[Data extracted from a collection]
⁂

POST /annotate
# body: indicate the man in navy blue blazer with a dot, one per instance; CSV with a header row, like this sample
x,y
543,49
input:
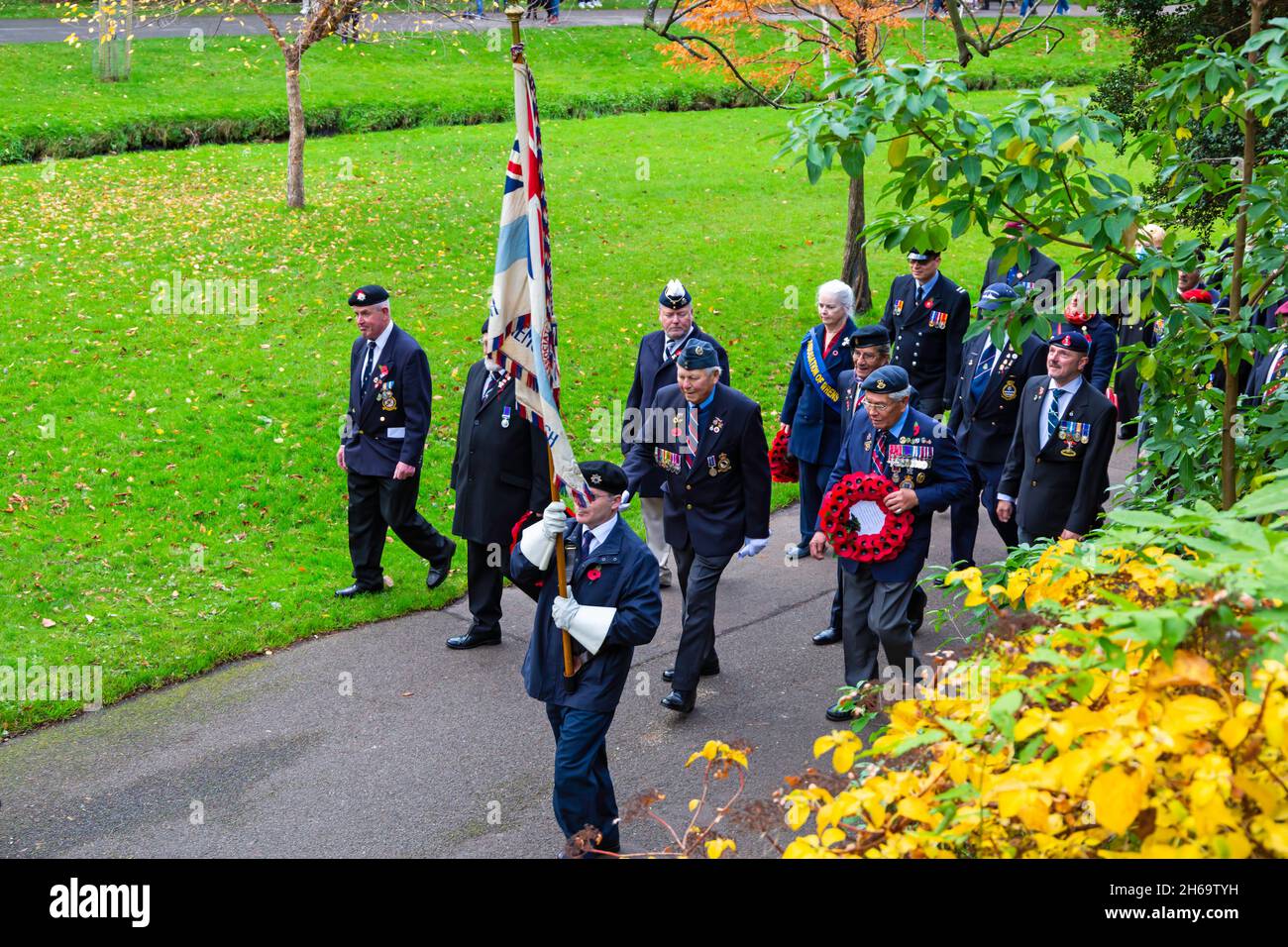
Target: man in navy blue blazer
x,y
715,467
921,459
655,368
382,445
613,604
814,407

⁂

Requirement:
Please print all the lines above exactly as given and leave out every picture.

Solution to this task:
POST /annotate
# body: indicate the man in navy blue blazer with a dot, one per instance; CSV with a header row, like this sample
x,y
543,49
input:
Target: man in navy blue blazer
x,y
715,467
921,459
655,368
382,445
613,604
814,407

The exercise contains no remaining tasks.